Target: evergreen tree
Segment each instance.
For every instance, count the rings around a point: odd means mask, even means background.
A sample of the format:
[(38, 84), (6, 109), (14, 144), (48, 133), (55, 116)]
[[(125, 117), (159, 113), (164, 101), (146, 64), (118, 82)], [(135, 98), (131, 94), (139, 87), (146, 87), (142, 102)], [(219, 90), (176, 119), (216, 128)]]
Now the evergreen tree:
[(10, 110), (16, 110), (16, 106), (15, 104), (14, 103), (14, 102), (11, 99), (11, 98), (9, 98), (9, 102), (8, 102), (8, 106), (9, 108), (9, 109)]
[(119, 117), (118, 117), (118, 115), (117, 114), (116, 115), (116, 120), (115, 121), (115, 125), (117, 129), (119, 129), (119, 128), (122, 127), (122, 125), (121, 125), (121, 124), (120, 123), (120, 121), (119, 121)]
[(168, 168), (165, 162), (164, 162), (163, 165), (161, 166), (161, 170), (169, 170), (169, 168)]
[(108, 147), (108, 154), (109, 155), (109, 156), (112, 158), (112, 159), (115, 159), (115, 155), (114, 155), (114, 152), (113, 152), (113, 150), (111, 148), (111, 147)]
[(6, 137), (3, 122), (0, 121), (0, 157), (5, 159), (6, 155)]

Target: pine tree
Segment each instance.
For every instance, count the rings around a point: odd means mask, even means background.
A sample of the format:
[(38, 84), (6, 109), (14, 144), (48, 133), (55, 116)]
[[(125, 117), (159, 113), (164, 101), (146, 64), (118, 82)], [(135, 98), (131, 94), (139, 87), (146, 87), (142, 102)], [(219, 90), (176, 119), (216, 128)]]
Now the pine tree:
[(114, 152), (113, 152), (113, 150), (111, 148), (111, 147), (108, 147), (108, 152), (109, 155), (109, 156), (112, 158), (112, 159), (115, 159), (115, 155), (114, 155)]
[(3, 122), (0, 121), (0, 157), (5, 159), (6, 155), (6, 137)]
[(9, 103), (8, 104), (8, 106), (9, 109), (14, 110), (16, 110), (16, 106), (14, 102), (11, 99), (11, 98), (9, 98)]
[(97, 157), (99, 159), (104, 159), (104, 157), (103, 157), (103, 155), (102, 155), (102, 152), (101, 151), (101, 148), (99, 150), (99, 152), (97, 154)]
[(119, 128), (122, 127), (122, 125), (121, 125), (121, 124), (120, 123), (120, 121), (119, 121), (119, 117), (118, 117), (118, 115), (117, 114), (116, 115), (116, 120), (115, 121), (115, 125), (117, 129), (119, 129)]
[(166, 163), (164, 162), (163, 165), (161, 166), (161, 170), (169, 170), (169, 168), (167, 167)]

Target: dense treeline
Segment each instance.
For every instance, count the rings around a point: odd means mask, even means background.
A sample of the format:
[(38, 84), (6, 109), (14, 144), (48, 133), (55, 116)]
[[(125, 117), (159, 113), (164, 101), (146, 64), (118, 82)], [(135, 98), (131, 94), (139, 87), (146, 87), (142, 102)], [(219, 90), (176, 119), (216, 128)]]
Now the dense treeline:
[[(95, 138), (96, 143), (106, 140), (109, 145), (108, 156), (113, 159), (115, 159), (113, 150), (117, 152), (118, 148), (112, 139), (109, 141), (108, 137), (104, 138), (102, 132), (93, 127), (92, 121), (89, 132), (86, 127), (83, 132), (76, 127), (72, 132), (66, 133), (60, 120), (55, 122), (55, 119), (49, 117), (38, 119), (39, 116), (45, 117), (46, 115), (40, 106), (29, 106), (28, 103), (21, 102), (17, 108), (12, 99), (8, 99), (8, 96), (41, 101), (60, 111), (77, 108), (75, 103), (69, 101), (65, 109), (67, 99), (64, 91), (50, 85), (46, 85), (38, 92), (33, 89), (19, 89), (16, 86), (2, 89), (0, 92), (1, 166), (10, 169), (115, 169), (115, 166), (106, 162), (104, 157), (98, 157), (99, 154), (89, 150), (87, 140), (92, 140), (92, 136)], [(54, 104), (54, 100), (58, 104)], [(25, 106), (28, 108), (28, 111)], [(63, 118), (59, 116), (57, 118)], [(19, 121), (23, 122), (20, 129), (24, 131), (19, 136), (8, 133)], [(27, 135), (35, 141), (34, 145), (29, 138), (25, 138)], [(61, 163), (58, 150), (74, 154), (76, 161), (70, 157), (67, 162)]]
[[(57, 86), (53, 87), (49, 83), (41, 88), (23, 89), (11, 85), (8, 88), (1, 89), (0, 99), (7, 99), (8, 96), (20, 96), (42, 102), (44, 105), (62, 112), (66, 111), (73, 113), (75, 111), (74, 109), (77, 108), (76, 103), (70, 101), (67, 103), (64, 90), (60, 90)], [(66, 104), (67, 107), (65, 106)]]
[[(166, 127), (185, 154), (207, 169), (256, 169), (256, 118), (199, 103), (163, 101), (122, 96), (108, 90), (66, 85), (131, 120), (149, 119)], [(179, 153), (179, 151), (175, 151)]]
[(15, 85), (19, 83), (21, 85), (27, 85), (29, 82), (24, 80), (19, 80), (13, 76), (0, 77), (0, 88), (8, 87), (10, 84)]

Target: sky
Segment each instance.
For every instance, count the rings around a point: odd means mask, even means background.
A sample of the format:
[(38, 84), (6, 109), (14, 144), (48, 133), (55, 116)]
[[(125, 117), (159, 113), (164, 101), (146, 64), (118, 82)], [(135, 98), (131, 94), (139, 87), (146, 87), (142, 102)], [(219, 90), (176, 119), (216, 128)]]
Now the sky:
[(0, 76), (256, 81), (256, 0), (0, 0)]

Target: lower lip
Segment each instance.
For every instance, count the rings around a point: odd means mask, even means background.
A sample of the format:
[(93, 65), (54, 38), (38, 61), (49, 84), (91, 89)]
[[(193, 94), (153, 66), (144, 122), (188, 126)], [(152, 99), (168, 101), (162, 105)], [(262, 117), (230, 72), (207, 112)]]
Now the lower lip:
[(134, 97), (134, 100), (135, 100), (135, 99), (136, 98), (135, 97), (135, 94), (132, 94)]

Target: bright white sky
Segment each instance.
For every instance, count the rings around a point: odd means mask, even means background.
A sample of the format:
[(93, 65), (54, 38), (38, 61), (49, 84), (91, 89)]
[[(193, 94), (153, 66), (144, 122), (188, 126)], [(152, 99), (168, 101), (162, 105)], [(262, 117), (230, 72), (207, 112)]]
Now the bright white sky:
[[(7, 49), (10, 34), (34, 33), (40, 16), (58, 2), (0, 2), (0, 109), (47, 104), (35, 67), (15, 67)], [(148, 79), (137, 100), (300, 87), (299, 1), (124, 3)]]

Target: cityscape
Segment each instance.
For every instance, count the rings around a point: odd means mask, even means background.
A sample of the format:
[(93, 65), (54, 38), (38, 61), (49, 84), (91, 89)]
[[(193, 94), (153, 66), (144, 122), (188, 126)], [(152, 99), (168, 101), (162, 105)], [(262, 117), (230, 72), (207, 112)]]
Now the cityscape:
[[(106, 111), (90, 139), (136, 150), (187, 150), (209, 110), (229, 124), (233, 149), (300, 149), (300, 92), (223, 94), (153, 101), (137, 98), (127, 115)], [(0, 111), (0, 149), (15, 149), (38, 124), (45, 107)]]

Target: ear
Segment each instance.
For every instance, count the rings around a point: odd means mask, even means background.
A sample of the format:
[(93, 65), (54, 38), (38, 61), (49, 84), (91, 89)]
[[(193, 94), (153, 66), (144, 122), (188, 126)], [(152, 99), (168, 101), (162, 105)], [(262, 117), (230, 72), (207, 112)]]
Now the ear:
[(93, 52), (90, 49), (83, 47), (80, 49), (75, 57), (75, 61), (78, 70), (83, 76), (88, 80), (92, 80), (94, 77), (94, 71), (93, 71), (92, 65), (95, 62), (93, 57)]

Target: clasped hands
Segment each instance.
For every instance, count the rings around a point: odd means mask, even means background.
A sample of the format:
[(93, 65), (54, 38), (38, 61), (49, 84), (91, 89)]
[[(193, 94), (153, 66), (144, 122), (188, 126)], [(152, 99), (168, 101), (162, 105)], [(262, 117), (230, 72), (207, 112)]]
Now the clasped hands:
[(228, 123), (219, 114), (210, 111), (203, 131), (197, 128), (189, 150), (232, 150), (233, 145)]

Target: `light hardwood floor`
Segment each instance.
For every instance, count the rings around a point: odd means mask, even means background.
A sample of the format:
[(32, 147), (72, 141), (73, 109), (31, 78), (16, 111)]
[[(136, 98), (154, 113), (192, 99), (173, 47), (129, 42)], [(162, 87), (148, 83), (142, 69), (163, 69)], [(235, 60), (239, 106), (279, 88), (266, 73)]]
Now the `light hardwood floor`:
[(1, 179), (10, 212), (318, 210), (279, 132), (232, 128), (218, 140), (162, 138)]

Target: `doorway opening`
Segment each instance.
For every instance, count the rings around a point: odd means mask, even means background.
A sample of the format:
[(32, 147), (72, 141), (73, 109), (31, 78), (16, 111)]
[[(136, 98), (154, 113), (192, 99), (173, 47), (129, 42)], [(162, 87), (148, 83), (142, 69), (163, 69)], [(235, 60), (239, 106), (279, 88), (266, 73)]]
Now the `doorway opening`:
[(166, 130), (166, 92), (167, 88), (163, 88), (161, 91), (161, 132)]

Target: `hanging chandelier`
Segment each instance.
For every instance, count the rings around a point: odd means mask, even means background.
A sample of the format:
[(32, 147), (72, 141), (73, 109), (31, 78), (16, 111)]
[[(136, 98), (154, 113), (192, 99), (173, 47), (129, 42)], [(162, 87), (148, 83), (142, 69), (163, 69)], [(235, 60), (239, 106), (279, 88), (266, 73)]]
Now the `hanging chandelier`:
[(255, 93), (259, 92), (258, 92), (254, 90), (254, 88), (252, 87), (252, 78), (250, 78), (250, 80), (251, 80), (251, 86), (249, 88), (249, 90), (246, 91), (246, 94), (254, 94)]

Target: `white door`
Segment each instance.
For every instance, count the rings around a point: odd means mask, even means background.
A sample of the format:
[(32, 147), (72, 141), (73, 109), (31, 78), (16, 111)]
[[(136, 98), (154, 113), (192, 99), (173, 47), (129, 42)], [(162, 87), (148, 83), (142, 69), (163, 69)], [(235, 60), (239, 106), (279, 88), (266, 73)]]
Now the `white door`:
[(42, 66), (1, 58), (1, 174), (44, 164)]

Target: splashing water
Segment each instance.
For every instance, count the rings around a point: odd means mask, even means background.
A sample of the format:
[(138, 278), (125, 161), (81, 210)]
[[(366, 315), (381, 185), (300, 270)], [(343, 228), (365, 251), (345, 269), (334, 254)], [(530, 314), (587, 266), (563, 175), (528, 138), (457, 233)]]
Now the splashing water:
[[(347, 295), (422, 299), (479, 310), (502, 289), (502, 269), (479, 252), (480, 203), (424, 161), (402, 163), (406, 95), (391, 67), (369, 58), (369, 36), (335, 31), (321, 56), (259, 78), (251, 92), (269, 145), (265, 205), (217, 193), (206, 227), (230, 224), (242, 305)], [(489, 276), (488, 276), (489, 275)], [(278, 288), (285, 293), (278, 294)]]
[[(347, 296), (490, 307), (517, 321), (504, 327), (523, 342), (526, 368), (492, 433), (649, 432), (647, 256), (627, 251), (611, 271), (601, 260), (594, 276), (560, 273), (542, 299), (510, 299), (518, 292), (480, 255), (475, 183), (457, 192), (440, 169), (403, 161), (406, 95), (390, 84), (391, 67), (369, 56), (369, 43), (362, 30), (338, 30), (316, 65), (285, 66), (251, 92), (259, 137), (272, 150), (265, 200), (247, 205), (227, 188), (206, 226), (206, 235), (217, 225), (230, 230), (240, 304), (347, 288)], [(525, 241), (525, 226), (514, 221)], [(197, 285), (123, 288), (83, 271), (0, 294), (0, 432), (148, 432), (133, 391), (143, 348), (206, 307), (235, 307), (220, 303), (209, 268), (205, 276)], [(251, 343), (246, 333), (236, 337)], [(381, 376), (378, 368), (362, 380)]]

================================

**WHAT IS NEEDED**
Write out again the lines from the one with "Target: dense treeline" up to and including the one with "87), (10, 84)]".

**EXERCISE RESULT**
Target: dense treeline
Segment each instance.
For every instance, count the rings around a point: odd means mask, even means background.
A sample of the format:
[(38, 84), (6, 109), (14, 144), (48, 133), (55, 116)]
[[(125, 117), (159, 113), (164, 101), (146, 64), (118, 82)], [(135, 98), (131, 94), (139, 87), (146, 87), (142, 102)], [(219, 90), (176, 119), (216, 128)]]
Now the dense treeline:
[[(95, 138), (96, 143), (106, 140), (109, 145), (108, 156), (113, 159), (115, 159), (113, 150), (117, 152), (118, 148), (112, 139), (109, 141), (108, 137), (104, 138), (102, 132), (93, 127), (92, 121), (89, 132), (86, 127), (83, 132), (76, 127), (72, 132), (66, 133), (60, 120), (55, 122), (55, 119), (49, 117), (38, 119), (39, 116), (45, 117), (46, 115), (40, 106), (29, 106), (28, 103), (21, 102), (17, 108), (12, 99), (8, 99), (8, 96), (41, 101), (60, 111), (77, 108), (75, 103), (69, 101), (65, 109), (67, 99), (64, 91), (50, 85), (46, 85), (38, 92), (33, 89), (19, 89), (16, 86), (2, 89), (0, 92), (1, 166), (10, 169), (115, 169), (115, 166), (106, 162), (104, 157), (98, 157), (99, 154), (89, 150), (87, 140), (92, 140), (92, 136)], [(54, 104), (54, 100), (58, 104)], [(25, 106), (28, 108), (28, 111)], [(63, 118), (59, 116), (57, 118)], [(19, 121), (23, 122), (20, 129), (24, 131), (19, 136), (8, 133)], [(27, 135), (35, 141), (34, 145), (29, 138), (25, 138)], [(61, 163), (58, 150), (74, 154), (76, 161), (70, 157), (67, 162)]]
[[(57, 86), (53, 87), (49, 83), (41, 88), (23, 89), (11, 85), (8, 88), (1, 89), (0, 99), (7, 99), (8, 96), (20, 96), (42, 102), (44, 105), (62, 112), (66, 111), (73, 113), (75, 111), (74, 109), (77, 108), (76, 103), (70, 101), (67, 103), (64, 90), (60, 90)], [(66, 104), (67, 107), (65, 106)]]
[[(166, 127), (185, 154), (207, 169), (256, 169), (256, 118), (199, 103), (163, 101), (122, 96), (108, 90), (66, 85), (131, 120), (149, 119)], [(179, 153), (179, 151), (175, 151)]]
[(15, 85), (19, 83), (21, 85), (27, 85), (29, 82), (24, 80), (19, 80), (13, 76), (0, 77), (0, 88), (8, 87), (10, 84)]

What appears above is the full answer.